*Exercise*: Select each line of the material below that contains the word "vanity" and copy those lines out.

Records from a collection
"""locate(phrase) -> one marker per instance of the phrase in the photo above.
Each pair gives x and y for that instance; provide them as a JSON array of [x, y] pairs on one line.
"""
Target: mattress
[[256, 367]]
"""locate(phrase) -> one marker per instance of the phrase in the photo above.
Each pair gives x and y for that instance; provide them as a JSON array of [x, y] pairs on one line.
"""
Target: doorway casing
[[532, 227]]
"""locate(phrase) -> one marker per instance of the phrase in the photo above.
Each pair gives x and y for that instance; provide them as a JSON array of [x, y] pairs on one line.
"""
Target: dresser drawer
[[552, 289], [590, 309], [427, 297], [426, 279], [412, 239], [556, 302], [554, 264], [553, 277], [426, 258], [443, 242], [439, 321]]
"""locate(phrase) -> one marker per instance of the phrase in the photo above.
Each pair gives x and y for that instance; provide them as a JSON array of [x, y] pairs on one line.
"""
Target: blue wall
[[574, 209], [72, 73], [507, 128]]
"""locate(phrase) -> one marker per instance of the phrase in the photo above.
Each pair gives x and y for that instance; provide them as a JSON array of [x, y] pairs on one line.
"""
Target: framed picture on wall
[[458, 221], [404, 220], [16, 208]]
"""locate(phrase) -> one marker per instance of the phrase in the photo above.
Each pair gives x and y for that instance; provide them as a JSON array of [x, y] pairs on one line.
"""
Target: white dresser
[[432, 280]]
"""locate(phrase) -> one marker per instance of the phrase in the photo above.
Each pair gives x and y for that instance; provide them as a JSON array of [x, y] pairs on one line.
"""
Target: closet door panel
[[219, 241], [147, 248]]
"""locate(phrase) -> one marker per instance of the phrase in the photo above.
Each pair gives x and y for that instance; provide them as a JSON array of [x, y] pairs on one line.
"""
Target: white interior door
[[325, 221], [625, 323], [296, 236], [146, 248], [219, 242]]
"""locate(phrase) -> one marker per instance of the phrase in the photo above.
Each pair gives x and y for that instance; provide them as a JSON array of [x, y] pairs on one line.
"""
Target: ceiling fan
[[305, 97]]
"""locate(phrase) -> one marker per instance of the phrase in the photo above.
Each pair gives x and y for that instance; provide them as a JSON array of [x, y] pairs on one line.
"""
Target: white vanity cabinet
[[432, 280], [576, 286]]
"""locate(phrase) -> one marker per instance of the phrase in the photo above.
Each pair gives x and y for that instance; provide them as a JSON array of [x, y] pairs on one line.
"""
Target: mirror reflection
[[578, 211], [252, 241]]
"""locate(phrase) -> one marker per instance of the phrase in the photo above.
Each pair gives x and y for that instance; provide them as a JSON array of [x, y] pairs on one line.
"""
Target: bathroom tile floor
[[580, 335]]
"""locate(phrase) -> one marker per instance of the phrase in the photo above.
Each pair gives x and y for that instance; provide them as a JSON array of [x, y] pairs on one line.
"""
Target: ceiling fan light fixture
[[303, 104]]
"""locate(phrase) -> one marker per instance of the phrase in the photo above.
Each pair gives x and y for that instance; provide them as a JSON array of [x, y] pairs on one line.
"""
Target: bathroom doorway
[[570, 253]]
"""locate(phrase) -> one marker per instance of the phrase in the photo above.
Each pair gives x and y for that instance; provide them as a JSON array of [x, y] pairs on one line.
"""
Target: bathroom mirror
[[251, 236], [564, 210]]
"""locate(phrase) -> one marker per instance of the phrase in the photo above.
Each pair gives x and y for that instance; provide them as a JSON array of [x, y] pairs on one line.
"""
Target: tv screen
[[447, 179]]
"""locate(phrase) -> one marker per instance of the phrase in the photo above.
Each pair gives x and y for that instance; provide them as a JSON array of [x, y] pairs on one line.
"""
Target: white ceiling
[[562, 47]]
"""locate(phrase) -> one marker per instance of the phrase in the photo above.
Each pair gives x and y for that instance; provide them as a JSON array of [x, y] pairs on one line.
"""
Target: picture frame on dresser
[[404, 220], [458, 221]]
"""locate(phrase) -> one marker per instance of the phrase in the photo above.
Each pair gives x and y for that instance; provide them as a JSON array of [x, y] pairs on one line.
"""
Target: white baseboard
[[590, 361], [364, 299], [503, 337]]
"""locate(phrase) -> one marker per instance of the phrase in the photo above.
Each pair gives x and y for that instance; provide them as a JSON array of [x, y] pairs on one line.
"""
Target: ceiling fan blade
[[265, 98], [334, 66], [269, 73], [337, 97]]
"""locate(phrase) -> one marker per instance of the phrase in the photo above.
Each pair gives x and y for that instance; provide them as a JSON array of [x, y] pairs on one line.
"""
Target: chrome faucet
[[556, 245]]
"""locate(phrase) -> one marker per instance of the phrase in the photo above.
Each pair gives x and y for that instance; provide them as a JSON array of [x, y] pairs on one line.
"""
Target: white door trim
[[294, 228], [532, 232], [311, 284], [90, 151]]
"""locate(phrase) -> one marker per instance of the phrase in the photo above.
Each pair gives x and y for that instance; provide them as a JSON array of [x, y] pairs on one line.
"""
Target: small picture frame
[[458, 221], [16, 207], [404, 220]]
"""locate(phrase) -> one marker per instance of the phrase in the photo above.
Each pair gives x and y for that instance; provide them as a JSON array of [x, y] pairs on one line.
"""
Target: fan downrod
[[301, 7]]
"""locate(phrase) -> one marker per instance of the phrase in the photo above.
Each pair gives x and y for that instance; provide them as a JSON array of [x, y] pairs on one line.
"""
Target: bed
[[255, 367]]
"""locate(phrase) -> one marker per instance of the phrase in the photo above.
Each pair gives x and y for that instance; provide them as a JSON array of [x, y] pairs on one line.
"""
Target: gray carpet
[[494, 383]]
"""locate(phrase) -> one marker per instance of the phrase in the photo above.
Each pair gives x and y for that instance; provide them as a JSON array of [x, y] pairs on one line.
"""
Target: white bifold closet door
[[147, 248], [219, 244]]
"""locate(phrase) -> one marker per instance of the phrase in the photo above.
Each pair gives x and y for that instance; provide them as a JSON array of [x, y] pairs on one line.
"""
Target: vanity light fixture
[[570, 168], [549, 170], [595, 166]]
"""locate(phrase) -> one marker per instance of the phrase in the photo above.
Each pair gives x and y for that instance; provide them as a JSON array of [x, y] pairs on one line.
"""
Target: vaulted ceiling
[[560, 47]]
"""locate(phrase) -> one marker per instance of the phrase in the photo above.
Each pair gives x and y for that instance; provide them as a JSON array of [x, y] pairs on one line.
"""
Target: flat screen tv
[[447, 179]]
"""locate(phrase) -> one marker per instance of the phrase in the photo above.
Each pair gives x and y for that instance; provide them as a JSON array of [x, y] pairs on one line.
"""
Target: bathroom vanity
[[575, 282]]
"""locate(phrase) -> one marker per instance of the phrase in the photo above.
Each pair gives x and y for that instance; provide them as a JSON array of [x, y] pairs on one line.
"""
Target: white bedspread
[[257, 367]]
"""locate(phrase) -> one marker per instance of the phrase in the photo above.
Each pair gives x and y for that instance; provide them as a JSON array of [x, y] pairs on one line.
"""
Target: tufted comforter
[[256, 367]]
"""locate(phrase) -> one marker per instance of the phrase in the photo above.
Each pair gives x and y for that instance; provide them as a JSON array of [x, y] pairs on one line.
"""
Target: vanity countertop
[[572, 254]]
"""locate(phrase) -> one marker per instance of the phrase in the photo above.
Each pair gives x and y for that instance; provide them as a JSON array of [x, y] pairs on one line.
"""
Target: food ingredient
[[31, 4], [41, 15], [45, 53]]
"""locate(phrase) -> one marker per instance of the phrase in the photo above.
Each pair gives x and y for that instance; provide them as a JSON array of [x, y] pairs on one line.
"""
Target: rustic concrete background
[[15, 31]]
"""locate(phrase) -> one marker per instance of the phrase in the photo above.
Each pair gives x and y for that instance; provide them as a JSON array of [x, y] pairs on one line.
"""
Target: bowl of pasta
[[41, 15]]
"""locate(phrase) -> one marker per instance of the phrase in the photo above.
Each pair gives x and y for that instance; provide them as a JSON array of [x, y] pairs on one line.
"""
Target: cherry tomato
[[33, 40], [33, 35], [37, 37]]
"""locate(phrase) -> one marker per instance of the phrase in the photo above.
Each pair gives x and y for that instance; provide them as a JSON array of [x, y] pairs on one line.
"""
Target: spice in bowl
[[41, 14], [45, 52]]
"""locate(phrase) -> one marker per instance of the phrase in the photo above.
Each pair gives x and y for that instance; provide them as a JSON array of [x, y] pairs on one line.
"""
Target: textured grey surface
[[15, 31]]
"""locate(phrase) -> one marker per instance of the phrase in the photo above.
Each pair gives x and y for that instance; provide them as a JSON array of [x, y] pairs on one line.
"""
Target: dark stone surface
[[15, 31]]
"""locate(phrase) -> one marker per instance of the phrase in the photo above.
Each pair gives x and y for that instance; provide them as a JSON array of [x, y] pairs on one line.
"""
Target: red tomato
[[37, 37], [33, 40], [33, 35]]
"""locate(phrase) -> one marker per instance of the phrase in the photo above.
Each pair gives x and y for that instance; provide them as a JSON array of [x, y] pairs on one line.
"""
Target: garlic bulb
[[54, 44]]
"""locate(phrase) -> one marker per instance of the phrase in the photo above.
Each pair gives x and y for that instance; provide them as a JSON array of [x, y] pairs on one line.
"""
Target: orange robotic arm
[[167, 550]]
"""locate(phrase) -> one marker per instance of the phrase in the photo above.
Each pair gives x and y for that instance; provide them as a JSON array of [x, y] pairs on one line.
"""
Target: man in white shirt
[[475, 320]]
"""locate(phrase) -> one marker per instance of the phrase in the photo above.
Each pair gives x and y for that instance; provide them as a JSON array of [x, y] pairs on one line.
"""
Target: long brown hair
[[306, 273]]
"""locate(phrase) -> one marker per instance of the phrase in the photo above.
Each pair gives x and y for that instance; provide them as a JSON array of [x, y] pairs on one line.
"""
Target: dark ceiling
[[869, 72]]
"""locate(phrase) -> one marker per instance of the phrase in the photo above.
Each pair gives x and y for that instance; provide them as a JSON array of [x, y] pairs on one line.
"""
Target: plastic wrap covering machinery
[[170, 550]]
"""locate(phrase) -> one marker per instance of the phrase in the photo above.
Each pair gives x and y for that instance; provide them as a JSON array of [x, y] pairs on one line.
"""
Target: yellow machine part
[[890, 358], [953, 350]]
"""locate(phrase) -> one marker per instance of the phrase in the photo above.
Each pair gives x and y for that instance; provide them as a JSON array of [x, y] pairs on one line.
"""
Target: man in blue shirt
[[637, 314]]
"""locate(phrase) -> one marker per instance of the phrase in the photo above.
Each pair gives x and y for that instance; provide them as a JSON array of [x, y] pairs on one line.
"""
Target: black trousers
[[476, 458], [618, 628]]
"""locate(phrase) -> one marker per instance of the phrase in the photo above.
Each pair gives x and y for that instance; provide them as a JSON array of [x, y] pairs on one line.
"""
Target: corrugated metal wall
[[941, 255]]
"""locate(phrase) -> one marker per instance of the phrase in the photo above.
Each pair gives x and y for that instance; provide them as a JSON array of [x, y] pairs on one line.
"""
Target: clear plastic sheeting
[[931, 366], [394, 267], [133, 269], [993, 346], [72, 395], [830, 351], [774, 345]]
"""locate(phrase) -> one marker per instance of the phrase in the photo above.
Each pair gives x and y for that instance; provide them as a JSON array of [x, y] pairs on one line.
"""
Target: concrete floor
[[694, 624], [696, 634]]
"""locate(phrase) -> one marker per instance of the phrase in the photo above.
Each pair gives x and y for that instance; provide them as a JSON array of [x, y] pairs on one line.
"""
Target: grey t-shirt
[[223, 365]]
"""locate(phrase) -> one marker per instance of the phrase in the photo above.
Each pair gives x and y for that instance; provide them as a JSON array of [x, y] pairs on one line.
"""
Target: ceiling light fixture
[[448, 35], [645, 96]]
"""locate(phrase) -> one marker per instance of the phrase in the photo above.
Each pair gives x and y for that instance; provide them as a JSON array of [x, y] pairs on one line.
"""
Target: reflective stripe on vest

*Solution to this task*:
Target: white vanity cabinet
Target: vanity light fixture
Target: bathroom vanity
Target: vanity countertop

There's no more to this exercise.